• Work item:
In the entries below, go to the line containing "Target: woman's hand" and repeat it along with every later line, exactly.

[Point localization data]
*** Block opens ***
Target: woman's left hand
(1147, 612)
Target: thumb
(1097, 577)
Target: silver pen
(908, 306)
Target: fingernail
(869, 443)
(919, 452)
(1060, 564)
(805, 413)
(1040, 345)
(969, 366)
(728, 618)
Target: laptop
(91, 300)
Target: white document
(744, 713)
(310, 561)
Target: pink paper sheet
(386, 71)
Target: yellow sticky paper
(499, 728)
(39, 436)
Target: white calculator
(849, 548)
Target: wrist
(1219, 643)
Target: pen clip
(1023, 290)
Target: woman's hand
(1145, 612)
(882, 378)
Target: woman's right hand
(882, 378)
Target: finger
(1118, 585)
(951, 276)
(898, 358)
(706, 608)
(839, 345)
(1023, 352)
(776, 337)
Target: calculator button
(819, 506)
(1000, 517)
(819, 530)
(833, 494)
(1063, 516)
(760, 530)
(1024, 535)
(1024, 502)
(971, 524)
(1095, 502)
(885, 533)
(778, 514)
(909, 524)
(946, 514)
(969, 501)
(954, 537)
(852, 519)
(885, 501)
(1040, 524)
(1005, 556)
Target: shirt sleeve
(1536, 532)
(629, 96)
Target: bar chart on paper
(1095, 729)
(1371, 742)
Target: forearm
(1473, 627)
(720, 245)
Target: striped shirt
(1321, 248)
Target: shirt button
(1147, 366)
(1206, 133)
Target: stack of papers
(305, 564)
*** Block closes ***
• Solution to the exercise:
Target: woman's hand
(1145, 612)
(882, 378)
Target: woman's right hand
(882, 378)
Target: finger
(1118, 585)
(951, 276)
(898, 358)
(706, 608)
(839, 345)
(1023, 352)
(776, 337)
Target: calculator button
(819, 506)
(1000, 517)
(819, 530)
(833, 494)
(1063, 516)
(760, 530)
(1024, 535)
(1024, 502)
(971, 524)
(1095, 502)
(885, 533)
(778, 514)
(909, 524)
(946, 514)
(969, 501)
(954, 537)
(852, 519)
(885, 501)
(1040, 524)
(1005, 556)
Target: shirt sleeve
(1536, 532)
(629, 96)
Target: bar chart on paper
(1095, 729)
(1371, 742)
Target: forearm
(1473, 627)
(720, 245)
Target: striped shirt
(1321, 248)
Target: shirt button
(1147, 366)
(1206, 133)
Target: stack of papers
(305, 564)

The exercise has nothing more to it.